テグスと防鳥網の組み合わせで果樹園へのカラス侵入を抑える「くぐれんテグス君」

要約

棚仕立ての果樹園において、弾性ポールを用いてテグスを1m間隔で果樹園の天井部に張り、テグスと果樹園外周囲いのあいだの空間を防鳥網でふさぐことで、カラスの侵入を効果的に抑えられる。

  • キーワード:カラス、果樹、テグス、防鳥網、弾性ポール
  • 担当:基盤的地域資源管理・鳥獣害管理、徳島県立農林水産総合技術支援センター
  • 代表連絡先:電話 029-838-8481
  • 研究所名:中央農業総合研究センター・情報利用研究領域
  • 分類:普及成果情報

背景・ねらい

収穫期の果樹ではカラスによる食害が起こる。食害防止には防鳥網の設置が確実であるが、資材費、設置労力、維持管理が問題となる。防鳥網より簡易な対策としてテグス設置が広く行われているが、テグスを設置しても侵入される場合があり、確実な対策となっていない。そこで、果樹園へのカラスの侵入行動に基づいて、テグスと防鳥網の組み合わせによる、簡易で有効なカラス侵入抑制技術を開発する。

成果の内容・特徴

  • 1m間隔で設置した弾性ポールの先端にテグスを結びつけ、果樹園の天井部に1m間隔でテグスを張る(図1)。テグス間隔が狭いほど侵入抑制効果は高まるが、カラスを用いた実験結果や設置経費・労力の点から、1m間隔が実用的である。長さ2mの直管パイプを0.5m地中に打ち込んで、その中に弾性ポールを差し込む方法で行うと、果樹棚の強度にかかわらず設置が可能であり、設置作業もしやすい。弾性ポールの使用により、脚立を使わずに高所へテグスを張ることができる。

• [課題]
果樹園のカラス対策に関する読解文で、「キーワード」として挙げられている語をすべて書き出しなさい。 資料はこの作業にはまったく関係しない。

• [資料編]
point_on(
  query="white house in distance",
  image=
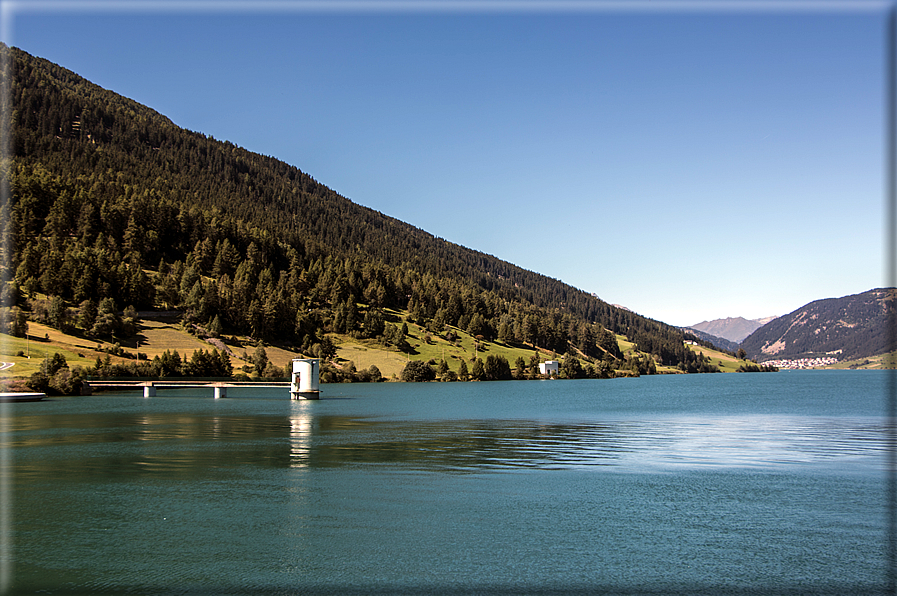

• [解答]
カラス、果樹、テグス、防鳥網、弾性ポール